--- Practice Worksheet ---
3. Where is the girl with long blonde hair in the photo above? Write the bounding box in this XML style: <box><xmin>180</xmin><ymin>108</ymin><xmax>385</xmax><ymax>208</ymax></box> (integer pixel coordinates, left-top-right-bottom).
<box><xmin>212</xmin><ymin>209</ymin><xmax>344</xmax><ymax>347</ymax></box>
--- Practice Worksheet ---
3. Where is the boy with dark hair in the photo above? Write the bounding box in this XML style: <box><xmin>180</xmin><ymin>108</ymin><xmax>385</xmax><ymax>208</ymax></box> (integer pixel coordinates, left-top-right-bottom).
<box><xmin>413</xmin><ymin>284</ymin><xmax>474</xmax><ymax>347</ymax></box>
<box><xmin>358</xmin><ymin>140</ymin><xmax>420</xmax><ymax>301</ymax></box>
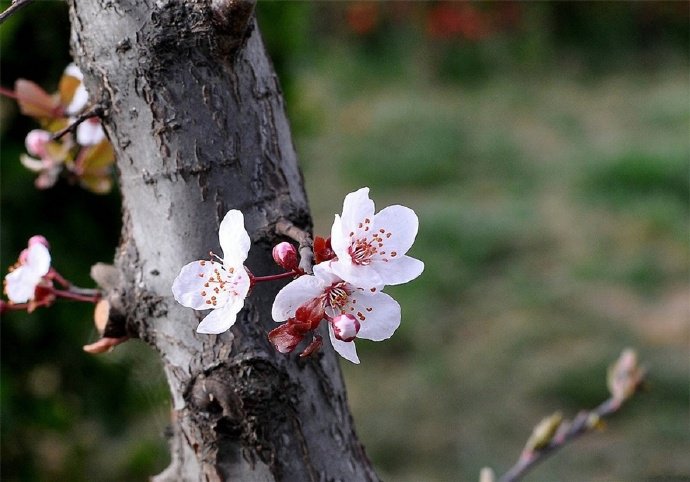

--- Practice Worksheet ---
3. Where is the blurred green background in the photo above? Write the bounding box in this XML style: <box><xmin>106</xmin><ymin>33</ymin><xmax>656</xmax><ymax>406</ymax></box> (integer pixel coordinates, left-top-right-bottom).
<box><xmin>1</xmin><ymin>2</ymin><xmax>688</xmax><ymax>481</ymax></box>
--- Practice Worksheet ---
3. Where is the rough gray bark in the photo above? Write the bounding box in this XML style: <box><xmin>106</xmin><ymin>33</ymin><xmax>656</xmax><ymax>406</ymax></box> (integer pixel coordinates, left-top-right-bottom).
<box><xmin>67</xmin><ymin>1</ymin><xmax>378</xmax><ymax>480</ymax></box>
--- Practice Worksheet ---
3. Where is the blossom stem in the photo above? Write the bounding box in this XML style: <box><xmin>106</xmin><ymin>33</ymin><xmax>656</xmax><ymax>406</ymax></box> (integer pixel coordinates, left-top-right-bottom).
<box><xmin>51</xmin><ymin>288</ymin><xmax>101</xmax><ymax>303</ymax></box>
<box><xmin>48</xmin><ymin>268</ymin><xmax>71</xmax><ymax>288</ymax></box>
<box><xmin>52</xmin><ymin>104</ymin><xmax>105</xmax><ymax>142</ymax></box>
<box><xmin>252</xmin><ymin>270</ymin><xmax>302</xmax><ymax>283</ymax></box>
<box><xmin>0</xmin><ymin>85</ymin><xmax>18</xmax><ymax>100</ymax></box>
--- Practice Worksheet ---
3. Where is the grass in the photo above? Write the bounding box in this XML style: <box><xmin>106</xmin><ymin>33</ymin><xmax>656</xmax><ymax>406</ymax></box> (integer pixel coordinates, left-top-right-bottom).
<box><xmin>295</xmin><ymin>58</ymin><xmax>690</xmax><ymax>480</ymax></box>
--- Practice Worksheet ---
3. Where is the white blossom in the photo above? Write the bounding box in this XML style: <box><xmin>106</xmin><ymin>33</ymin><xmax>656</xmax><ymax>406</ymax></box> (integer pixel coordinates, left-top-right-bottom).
<box><xmin>172</xmin><ymin>210</ymin><xmax>251</xmax><ymax>334</ymax></box>
<box><xmin>4</xmin><ymin>242</ymin><xmax>51</xmax><ymax>304</ymax></box>
<box><xmin>329</xmin><ymin>187</ymin><xmax>424</xmax><ymax>291</ymax></box>
<box><xmin>272</xmin><ymin>263</ymin><xmax>401</xmax><ymax>364</ymax></box>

Aim of the exercise:
Should there be pictures in the data, leave them out and return the rest exactly.

Written response:
--- Practice Worksheet ---
3. Where is the girl with long blonde hair in the photo above? Write the bounding box in this XML style: <box><xmin>180</xmin><ymin>108</ymin><xmax>385</xmax><ymax>208</ymax></box> (integer pixel coordinates, left-top-right-bottom).
<box><xmin>212</xmin><ymin>209</ymin><xmax>344</xmax><ymax>347</ymax></box>
--- Practice Worksheet ---
3. Where is the boy with dark hair in the photo above? Write the bounding box in this XML style: <box><xmin>180</xmin><ymin>108</ymin><xmax>385</xmax><ymax>208</ymax></box> (integer pixel coordinates, left-top-right-bottom).
<box><xmin>413</xmin><ymin>284</ymin><xmax>474</xmax><ymax>347</ymax></box>
<box><xmin>358</xmin><ymin>140</ymin><xmax>420</xmax><ymax>301</ymax></box>

--- Practice Worksheet ---
3. Where is the blurred green background in the photo above? Write the bounding box in this XML style: <box><xmin>106</xmin><ymin>33</ymin><xmax>656</xmax><ymax>406</ymax></box> (integer pixel coordinates, left-top-right-bottom).
<box><xmin>1</xmin><ymin>2</ymin><xmax>688</xmax><ymax>481</ymax></box>
--- Practice Worksheet ---
3. Where is the rough gray bark in the photo above? Write the bounding box in this XML style: <box><xmin>106</xmin><ymin>33</ymin><xmax>656</xmax><ymax>406</ymax></box> (integer pixel coordinates, left-top-right-bottom).
<box><xmin>67</xmin><ymin>1</ymin><xmax>378</xmax><ymax>480</ymax></box>
--- Practice Worksheet ---
3. Where is the blossom stem in the photo above? Write the bounding box in this XML style: <box><xmin>106</xmin><ymin>33</ymin><xmax>656</xmax><ymax>406</ymax></box> (integer pixel coordinates, left-top-right-bottom).
<box><xmin>51</xmin><ymin>288</ymin><xmax>101</xmax><ymax>303</ymax></box>
<box><xmin>48</xmin><ymin>268</ymin><xmax>71</xmax><ymax>288</ymax></box>
<box><xmin>52</xmin><ymin>104</ymin><xmax>105</xmax><ymax>142</ymax></box>
<box><xmin>252</xmin><ymin>270</ymin><xmax>302</xmax><ymax>283</ymax></box>
<box><xmin>0</xmin><ymin>85</ymin><xmax>18</xmax><ymax>100</ymax></box>
--- Practice Worksheet ---
3. Where is the grass in the photo above? Write the bounding box in this XML style: <box><xmin>106</xmin><ymin>33</ymin><xmax>656</xmax><ymax>406</ymax></box> (integer pixel coordinates, left-top-right-bottom).
<box><xmin>295</xmin><ymin>58</ymin><xmax>690</xmax><ymax>480</ymax></box>
--- Practice Worksheet ---
3. Where is the white blossom in the photo above? Write the bounding box in this XML style: <box><xmin>106</xmin><ymin>33</ymin><xmax>656</xmax><ymax>406</ymax></box> (integer pixel coordinates, left-top-right-bottom).
<box><xmin>172</xmin><ymin>210</ymin><xmax>251</xmax><ymax>334</ymax></box>
<box><xmin>4</xmin><ymin>242</ymin><xmax>51</xmax><ymax>304</ymax></box>
<box><xmin>329</xmin><ymin>187</ymin><xmax>424</xmax><ymax>291</ymax></box>
<box><xmin>272</xmin><ymin>263</ymin><xmax>401</xmax><ymax>364</ymax></box>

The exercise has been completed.